## Data excerpts
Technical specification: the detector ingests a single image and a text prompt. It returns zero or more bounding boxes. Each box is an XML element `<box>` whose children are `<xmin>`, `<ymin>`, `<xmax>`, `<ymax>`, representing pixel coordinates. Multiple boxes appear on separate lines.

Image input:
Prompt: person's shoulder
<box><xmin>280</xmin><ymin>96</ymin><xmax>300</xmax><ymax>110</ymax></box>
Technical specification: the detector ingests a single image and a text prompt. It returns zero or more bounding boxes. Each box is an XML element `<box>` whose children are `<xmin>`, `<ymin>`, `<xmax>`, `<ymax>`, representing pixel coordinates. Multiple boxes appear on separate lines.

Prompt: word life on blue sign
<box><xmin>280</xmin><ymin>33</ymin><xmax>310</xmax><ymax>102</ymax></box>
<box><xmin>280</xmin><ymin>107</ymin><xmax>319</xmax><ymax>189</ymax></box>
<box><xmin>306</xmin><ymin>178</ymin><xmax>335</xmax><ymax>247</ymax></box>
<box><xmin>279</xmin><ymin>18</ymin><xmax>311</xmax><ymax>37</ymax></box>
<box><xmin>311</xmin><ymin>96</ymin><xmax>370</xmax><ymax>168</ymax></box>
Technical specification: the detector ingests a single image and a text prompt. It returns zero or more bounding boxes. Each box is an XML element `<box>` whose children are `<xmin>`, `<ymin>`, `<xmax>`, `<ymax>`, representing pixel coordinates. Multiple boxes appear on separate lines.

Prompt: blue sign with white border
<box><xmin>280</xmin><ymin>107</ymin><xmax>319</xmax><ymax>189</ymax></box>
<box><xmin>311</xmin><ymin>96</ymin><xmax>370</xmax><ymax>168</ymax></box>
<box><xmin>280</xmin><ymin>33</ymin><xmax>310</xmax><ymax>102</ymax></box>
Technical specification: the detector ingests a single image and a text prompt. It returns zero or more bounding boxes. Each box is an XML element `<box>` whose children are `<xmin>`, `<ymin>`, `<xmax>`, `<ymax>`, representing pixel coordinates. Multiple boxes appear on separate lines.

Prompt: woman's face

## Exercise
Reproduce the listing above verbatim, from its first line through its last.

## Response for this exercise
Technical specification: the detector ingests a single image and a text prompt. It returns zero or more bounding boxes. Each box is an XML element `<box>` whose children are `<xmin>`, `<ymin>`, `<xmax>`, `<ymax>`, representing pixel coordinates. Multiple boxes appear on separate lines.

Image input:
Prompt: person's shoulder
<box><xmin>280</xmin><ymin>96</ymin><xmax>300</xmax><ymax>110</ymax></box>
Technical specification: the detector ingests a single image and a text prompt. It returns zero or more bounding boxes. Each box is an XML element `<box>` whose children are `<xmin>`, `<ymin>`, `<xmax>`, `<ymax>`, representing pixel coordinates. Multiple boxes appear on separate lines.

Prompt: word life on blue sign
<box><xmin>280</xmin><ymin>33</ymin><xmax>310</xmax><ymax>102</ymax></box>
<box><xmin>280</xmin><ymin>107</ymin><xmax>319</xmax><ymax>189</ymax></box>
<box><xmin>306</xmin><ymin>178</ymin><xmax>335</xmax><ymax>247</ymax></box>
<box><xmin>279</xmin><ymin>18</ymin><xmax>311</xmax><ymax>37</ymax></box>
<box><xmin>311</xmin><ymin>96</ymin><xmax>370</xmax><ymax>168</ymax></box>
Technical specification: the detector ingests a single image and a text prompt. It returns zero or more bounding boxes. Each box is an XML element `<box>` whose children are `<xmin>`, `<ymin>`, `<xmax>`, `<ymax>`, representing pixel coordinates. Multiple boxes appear on separate lines.

Prompt: blue sign with white border
<box><xmin>280</xmin><ymin>107</ymin><xmax>319</xmax><ymax>189</ymax></box>
<box><xmin>311</xmin><ymin>96</ymin><xmax>370</xmax><ymax>168</ymax></box>
<box><xmin>280</xmin><ymin>33</ymin><xmax>310</xmax><ymax>102</ymax></box>
Technical specification: the detector ingests a single image and a text prompt. It returns zero or more bounding boxes. Each box is an XML element `<box>` whose children are `<xmin>`, `<ymin>`, `<xmax>`, `<ymax>`, representing pixel coordinates. Multiple boxes appear on separate lines.

Prompt: woman's face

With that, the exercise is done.